◆ Supplied data ◆

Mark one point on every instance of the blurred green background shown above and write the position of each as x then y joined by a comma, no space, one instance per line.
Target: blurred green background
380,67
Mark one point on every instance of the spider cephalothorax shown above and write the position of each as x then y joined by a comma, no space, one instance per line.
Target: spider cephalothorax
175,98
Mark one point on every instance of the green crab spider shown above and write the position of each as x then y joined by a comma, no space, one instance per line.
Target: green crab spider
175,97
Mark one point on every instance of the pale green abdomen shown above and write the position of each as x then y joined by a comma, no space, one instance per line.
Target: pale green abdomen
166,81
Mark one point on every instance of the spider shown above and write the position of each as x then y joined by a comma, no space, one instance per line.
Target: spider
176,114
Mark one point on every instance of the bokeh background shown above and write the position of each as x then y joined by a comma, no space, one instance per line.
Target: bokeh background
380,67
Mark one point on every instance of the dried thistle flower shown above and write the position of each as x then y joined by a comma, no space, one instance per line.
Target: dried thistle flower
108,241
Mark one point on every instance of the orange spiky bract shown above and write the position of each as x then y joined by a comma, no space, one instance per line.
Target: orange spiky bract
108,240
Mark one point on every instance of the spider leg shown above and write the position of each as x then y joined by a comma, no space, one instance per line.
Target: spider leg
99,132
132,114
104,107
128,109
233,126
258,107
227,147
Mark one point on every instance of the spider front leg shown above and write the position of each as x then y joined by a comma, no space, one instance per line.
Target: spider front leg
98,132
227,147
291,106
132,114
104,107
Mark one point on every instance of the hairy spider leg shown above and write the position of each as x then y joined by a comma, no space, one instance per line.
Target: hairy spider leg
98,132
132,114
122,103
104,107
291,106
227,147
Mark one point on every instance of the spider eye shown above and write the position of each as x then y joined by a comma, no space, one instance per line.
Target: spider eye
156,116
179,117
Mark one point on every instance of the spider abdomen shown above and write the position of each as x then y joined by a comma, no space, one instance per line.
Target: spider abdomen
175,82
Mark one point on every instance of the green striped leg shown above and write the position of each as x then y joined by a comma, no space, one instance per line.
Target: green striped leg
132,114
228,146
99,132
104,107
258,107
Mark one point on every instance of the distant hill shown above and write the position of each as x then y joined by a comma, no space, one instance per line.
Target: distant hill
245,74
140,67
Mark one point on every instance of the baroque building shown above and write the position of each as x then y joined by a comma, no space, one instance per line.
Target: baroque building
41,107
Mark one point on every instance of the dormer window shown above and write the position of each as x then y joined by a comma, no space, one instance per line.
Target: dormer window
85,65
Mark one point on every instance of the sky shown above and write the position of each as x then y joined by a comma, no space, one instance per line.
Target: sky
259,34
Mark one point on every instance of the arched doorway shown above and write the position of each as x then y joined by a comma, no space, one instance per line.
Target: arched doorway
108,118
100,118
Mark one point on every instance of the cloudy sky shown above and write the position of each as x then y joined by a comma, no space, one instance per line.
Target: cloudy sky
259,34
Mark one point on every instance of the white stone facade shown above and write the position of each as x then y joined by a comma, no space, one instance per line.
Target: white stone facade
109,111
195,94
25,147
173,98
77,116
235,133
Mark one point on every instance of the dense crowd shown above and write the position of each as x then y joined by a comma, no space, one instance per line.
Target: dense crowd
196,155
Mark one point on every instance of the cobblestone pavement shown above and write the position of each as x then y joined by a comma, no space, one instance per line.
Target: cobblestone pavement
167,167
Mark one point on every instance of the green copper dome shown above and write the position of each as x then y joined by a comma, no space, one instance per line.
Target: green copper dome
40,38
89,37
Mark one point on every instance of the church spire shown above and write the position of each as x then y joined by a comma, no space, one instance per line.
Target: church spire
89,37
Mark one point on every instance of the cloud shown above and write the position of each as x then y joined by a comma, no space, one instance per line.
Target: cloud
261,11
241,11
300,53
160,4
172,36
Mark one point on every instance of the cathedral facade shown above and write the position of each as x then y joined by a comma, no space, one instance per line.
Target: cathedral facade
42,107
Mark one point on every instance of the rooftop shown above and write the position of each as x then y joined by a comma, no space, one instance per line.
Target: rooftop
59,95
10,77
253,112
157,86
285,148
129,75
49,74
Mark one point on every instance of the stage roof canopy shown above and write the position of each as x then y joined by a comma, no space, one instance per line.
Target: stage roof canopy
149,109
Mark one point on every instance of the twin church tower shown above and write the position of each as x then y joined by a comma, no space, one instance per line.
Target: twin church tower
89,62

◆ Objective ◆
Would you reproduce all the entries exactly?

◆ Full response ◆
Mark one point on every instance of the blurred green background shown above and write the position of each as x then y joined by a comma, no space, one instance per line.
Target: blurred green background
380,67
Mark one point on every instance of the spider cephalothorax shown above and write the position of each as x then y joined by a comma, no space, one instance per line.
Target: spider cephalothorax
175,98
Mark one point on every instance of the green crab spider shown above and write the position of each as x then y joined by a comma, no space, one instance per line.
Target: green crab spider
175,97
Mark one point on every instance of the pale green abdomen shown above and write the position of each as x then y joined by a comma, no space, one instance per line.
Target: pale green abdomen
166,81
Mark one point on every instance of the spider shown above and write the position of each as x then y joined by a comma, no space, one instance per line.
Target: spider
176,114
Mark one point on every instance of the bokeh background shown above and write the position of each as x then y joined by a comma, no space, one instance per line.
Target: bokeh background
380,67
Mark one point on every instance of the dried thistle flower shown above and write the position of each as x then y joined by a comma, no space, one instance per line.
Target: dried thistle flower
108,241
Mark one point on every instance of the orange spiky bract shown above and write the position of each as x then y joined by a comma, no space, one instance per line.
Target: orange spiky bract
108,240
Mark one point on every instance of the spider leg shown above and write the position of each as x then y joined by a comma, no space, one instance per line.
Target: spider leg
99,132
132,114
104,107
128,109
233,126
258,107
227,147
Mark one point on every instance of the spider front leg shown above and write the position of each as x then y joined by a comma, no space, one instance per line.
Target: spider front leg
98,132
227,147
291,106
132,114
104,107
Mark one point on every instance of the hairy spider leg shown above and write the position of each as x then y joined by a comma, no space, one instance per line.
Target: hairy spider leg
98,132
132,114
122,103
104,107
291,106
227,147
Mark one point on every instance of the spider eye shown above and write the position of each as x then y joined by a comma, no space, one instance per line.
Target: spider eye
156,116
179,117
Mark one point on every instance of the spider abdomen shown above and write the position of each as x then y joined by a comma, no space, one instance per line.
Target: spider abdomen
175,82
Mark one point on every instance of the green striped leg shown above and write the position of each as x then y joined by a comma, no space, one instance per line.
Target: green striped leg
132,114
228,146
99,132
104,107
258,107
Mark one point on every instance of the distant hill shown above and write the position of each as x then y joined by a comma, no space, one instance per line.
Target: distant hill
245,74
140,67
Mark one point on every instance of the baroque building shown above and write the position of each as x then y joined by a comma, no space, one instance per line.
Target: baroque building
41,107
Mark one point on every instance of the dormer window shown above and write the position of each as x then y joined by a comma, no space, one instance per line.
Target: dormer window
85,65
Mark one point on every instance of the sky shown above and write the position of each as x then y joined by a comma, no space, one instance per line.
Target: sky
259,34
Mark one point on every instance of the arched doorway shown above and write the position of each as x then y joined by a comma, no space, one instance per line.
Target: arched doorway
108,118
100,118
Mark one point on every instance of the cloudy sky shown above and write the position of each as x then y joined by a comma, no space, one instance per line.
Target: cloudy sky
259,34
Mark one point on every instance of the white stone facade shown above and write the position of each as x then y joined by a comma, no space, one instance per line.
Target: white stone facade
109,111
195,94
25,147
173,98
77,116
235,133
Mark one point on every instance of the dense crowd shown above and write the position of each as x then y joined by a comma, no space, one instance per line.
Target: dense crowd
196,155
Mark one point on every instance of the cobblestone pavement shown above and write the position of each as x then y joined by a comma, no space, one instance per line.
Target: cobblestone pavement
167,167
Mark one point on every instance of the green copper dome shown above and write the position of each as x then y joined by a comma, no space, one instance per line.
Target: green copper dome
40,38
89,37
Mark one point on every instance of the church spire shown above and write the position of each as x then y joined by a comma, no space, one instance per line.
Target: church spire
89,37
Mark one point on every instance of the cloud shown above and write the position of each as x then y joined by a comma, no space, one instance per line.
Target: cloud
261,11
241,11
300,53
160,4
172,36
Mark one point on every instance of the cathedral facade shown above and write the position of each as x then y joined by a comma, no space, one instance per line.
Target: cathedral facade
42,107
Mark one point on every instance of the rooftop shown above and write the position of each as x then y joined by a comma, no space, one instance per line.
Target: rooftop
59,95
10,77
253,112
157,86
285,148
129,75
49,74
Mark one point on every instance of the stage roof canopy shown above and write the position of each as x then y joined by a comma, no space, one instance per line.
Target: stage roof canopy
149,109
Mark one point on every instance of the twin church tower shown above and write the position of each as x then y joined by a comma, no space, one instance per line.
Target: twin church tower
89,62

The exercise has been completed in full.